Já Paula nasceu em Guaíba, no Rio Grande do Sul. Trabalhou por dez anos com reciclagem e depois foi para São Paulo para morar com a filha. “Não deu certo e acabei indo para o abrigo”, conta. “Estamos sem conversar, mas eu acho que com o tempo, vamos voltar a nos falar”, diz esperançosa.
Com a experiência em trabalho físico, Paula não deixava trabalho pela metade durante o curso de agricultura urbana. “Eu gosto de trabalhar e eu sou muito rápida, porque na época da reciclagem, quanto mais eu trabalhava, mais eu ganhava”, conta. Além do trabalho, ela sempre se identificou muito com a leitura, desde obras literárias até jornais e revistas. “Eu lia CLAUDIA, inclusive”, conta sorrindo.
Sobre o curso, Paula só tem elogios. “Eu aprendi muito, em todos os sentidos. É tão inspirador que não tem palavras!”, declarou. O que ela mais gostou de fazer foi ver as sementes que ela plantou se transformarem em plantas. “Eu queria ver as plantinhas nascerem, era o que eu estava mais curiosa. E elas nasceram muito lindas!”

### Trechos dos registros
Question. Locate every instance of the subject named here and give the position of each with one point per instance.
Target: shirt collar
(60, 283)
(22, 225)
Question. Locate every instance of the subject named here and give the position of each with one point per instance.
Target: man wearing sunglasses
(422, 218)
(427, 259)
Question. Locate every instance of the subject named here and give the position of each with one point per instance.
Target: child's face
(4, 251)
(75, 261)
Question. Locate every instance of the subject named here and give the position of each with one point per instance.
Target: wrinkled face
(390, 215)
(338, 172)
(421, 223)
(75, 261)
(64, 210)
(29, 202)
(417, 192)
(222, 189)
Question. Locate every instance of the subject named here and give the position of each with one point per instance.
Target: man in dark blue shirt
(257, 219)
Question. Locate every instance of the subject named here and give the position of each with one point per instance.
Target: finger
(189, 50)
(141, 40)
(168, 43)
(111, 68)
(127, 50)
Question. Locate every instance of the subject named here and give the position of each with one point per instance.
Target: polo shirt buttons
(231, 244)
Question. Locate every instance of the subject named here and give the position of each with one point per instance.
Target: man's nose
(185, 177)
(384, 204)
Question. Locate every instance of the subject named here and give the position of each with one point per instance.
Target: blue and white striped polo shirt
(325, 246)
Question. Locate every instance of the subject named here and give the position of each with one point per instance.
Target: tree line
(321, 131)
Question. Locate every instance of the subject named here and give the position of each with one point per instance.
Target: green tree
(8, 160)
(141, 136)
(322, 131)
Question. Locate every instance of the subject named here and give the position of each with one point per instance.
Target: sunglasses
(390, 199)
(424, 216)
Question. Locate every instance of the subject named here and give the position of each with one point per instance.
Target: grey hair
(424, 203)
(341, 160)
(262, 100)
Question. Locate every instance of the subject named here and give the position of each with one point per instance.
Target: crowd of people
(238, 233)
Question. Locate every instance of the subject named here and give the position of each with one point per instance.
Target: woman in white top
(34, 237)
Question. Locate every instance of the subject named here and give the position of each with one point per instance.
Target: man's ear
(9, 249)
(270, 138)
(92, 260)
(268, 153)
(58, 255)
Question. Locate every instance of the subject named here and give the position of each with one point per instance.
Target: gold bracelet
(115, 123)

### Exercício
Continue o texto sobre Paula e o curso de agricultura urbana a partir da última frase apresentada. Os registros constituem material à parte, separado do texto.

### Espaço para resposta
Cimair, a mais nova entre as três entrevistadas desta reportagem, ainda tem muitos sonhos para realizar. “Eu quero ser psicóloga. A Sofia [psicóloga da Arcah] é uma grande inspiração e uma grande amiga. Ela me ajudou a sair da depressão e decidi que quero me formar em Psicologia, porque para Deus nada é impossível, não é? Eu estou morando em um abrigo, não tenho família porque fui abandonada, não tenho com quem contar, mas tenho meus sonhos”, afirma.
Recém formada no Ensino Médio, Cimair agora pretende continuar seus estudos para conseguir entrar numa faculdade, se formar, ter uma estabilidade e sua casa própria. “Quero colocar em prática tudo o que eu aprendi, a empatia, a resiliência e não vou desistir, por mais difícil que seja. A minha fé em Deus vai fazer eu conseguir tudo o que eu quiser”, finaliza.
Sobre o projeto
A Horta Social Urbana funciona a partir de um trabalho em rede, junto com serviços da assistência social. Por meio de visitas em centros de acolhimento perto da região do Jabaquara, zona sul de São Paulo, onde o projeto é localizado, a psicóloga do centro faz entrevistas com moradores dos abrigos que estariam interessados em participar do curso de agricultura urbana.
“A psicóloga apresenta o projeto, explica o que é o curso e a equipe técnica do centro passa alguns nomes que têm o nosso perfil. Depois disso, essas pessoas são entrevistadas para entenderem se é isso mesmo o que elas querem”, explica Lucas Machado, gestor do programa da Horta Social Urbana.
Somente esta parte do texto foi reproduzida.